Pointing records:

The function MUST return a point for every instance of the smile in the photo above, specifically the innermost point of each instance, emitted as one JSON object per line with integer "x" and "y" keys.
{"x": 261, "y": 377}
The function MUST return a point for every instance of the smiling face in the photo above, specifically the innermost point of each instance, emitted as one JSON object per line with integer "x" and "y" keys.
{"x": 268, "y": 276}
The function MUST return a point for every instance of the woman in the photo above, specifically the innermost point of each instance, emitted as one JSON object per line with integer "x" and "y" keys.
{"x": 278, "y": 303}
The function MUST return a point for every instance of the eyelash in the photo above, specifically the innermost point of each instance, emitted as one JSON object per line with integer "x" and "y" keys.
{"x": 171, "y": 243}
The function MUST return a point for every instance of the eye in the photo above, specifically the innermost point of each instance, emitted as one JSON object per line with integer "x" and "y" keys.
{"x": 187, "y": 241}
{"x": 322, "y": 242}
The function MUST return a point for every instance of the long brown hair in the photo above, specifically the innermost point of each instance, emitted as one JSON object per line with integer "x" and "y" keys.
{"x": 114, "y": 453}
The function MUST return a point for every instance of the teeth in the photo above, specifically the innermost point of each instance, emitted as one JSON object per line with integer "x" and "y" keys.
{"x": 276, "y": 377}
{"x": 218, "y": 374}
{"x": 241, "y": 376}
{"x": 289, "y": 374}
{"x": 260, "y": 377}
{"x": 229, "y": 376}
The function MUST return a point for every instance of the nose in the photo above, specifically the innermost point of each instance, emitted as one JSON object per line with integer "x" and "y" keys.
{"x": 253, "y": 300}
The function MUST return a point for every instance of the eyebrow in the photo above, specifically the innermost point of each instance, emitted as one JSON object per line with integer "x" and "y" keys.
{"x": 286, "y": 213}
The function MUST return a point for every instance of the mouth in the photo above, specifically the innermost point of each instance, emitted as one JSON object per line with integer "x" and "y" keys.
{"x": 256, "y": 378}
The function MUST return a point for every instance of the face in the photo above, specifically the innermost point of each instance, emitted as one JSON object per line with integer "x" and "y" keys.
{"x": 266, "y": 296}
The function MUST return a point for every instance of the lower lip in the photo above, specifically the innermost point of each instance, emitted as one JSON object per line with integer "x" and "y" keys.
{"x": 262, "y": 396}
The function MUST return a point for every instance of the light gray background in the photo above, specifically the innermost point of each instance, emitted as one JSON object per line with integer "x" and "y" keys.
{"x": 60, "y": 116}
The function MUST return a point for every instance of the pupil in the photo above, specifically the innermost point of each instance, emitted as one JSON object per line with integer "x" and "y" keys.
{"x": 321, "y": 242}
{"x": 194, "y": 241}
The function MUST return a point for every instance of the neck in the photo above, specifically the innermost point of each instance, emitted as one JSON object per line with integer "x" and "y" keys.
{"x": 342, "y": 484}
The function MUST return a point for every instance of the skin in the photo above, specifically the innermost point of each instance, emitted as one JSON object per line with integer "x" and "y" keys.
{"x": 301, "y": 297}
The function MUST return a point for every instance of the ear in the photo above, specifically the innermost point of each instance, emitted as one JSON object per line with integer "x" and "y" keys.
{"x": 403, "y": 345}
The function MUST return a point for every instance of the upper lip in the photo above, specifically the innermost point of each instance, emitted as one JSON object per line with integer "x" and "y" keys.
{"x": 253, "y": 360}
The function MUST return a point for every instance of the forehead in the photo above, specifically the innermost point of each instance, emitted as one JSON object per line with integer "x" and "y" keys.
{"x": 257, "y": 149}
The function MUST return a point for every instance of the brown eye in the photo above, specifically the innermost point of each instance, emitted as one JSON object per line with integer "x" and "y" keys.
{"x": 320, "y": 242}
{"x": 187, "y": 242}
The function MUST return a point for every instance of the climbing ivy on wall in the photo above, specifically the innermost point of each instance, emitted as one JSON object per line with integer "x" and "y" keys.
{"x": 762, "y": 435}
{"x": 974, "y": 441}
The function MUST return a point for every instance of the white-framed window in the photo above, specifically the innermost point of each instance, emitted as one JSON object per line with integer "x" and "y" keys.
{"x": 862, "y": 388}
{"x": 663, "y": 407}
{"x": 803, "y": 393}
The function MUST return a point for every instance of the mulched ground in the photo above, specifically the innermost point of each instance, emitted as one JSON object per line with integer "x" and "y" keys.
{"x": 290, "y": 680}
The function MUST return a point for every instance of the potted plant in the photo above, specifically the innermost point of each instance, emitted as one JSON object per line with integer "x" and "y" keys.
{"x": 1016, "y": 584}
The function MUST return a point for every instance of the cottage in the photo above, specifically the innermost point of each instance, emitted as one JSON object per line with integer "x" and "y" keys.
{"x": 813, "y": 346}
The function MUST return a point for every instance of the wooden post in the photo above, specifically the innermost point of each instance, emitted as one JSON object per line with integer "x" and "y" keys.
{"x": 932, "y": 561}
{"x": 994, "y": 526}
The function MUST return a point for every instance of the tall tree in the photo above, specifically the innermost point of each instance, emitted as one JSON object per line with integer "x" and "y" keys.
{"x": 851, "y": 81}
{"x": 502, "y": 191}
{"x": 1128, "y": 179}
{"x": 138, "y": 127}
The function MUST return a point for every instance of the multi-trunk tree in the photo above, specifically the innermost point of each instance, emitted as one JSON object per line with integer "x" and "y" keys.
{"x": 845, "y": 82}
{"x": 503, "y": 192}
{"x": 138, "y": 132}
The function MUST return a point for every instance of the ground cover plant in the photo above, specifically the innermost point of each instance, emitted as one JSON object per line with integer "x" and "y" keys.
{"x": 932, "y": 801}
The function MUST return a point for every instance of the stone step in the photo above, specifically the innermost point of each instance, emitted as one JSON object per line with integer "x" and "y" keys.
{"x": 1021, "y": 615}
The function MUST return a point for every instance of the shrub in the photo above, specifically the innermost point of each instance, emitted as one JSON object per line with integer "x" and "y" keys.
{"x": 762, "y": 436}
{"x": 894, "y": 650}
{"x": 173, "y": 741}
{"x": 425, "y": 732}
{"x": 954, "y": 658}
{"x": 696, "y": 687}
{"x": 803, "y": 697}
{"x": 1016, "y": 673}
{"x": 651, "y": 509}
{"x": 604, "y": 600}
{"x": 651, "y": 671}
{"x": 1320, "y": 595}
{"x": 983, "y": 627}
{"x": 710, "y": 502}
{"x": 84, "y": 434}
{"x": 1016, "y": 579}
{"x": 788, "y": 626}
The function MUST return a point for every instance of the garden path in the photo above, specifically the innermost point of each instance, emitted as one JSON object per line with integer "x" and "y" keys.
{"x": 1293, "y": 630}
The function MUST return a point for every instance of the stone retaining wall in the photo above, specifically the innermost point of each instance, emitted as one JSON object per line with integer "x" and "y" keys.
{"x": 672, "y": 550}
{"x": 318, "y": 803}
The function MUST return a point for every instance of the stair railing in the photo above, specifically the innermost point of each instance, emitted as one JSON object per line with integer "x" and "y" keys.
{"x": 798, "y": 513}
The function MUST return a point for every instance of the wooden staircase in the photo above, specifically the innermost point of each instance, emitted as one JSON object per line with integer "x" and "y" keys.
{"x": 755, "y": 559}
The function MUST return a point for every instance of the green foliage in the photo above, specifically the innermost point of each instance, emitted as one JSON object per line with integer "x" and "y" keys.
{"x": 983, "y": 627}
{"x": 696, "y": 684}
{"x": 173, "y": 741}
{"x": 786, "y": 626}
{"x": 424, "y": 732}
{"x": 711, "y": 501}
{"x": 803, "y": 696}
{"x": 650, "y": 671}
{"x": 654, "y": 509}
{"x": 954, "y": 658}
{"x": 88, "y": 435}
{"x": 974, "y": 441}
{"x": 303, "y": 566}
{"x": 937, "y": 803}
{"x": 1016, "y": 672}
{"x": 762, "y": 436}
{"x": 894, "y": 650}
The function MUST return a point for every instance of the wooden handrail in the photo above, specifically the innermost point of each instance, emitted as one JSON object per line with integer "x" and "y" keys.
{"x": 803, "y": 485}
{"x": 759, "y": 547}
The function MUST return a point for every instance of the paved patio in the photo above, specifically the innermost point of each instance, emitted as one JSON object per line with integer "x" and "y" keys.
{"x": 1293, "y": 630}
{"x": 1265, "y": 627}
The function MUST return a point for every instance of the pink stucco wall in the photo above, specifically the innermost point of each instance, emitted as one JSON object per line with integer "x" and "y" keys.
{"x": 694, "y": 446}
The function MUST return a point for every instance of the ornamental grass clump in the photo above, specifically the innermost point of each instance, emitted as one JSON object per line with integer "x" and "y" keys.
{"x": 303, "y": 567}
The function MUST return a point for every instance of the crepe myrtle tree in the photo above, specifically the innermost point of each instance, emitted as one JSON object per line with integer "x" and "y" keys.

*Task requirements*: Every line from the one containing "the wooden handrail" through the last line must be copied exactly; leave out the rest.

*Result of the exercise*:
The function MUST return a point for every instance of the wooden handrail in the photo above, specifically the innermost point of each instance, emitted as one JSON object per line with integer "x" and "y" keys.
{"x": 803, "y": 485}
{"x": 759, "y": 547}
The function MUST return a point for every instance of the paved patio in the photo above, specifically the innermost point of each instance, emitted as one JSON object per line with integer "x" and "y" keys.
{"x": 1293, "y": 630}
{"x": 1265, "y": 627}
The function MUST return a point for every instance of the pink stucco wall in the photo above, specifically the innermost point of each instance, emitted as one JSON object per line with integer "x" and "y" keys.
{"x": 694, "y": 446}
The function MUST return a point for every instance of the ornamental grass clump in the photo above, specifically the innermost point of each instance, emitted as one JSON object per line with integer "x" and "y" keys.
{"x": 303, "y": 567}
The function MUST return a point for every instance of the crepe myrtle tree in the photo above, specifically the innermost point of each instance, emitted as one JSON object per line with integer "x" and "y" keys.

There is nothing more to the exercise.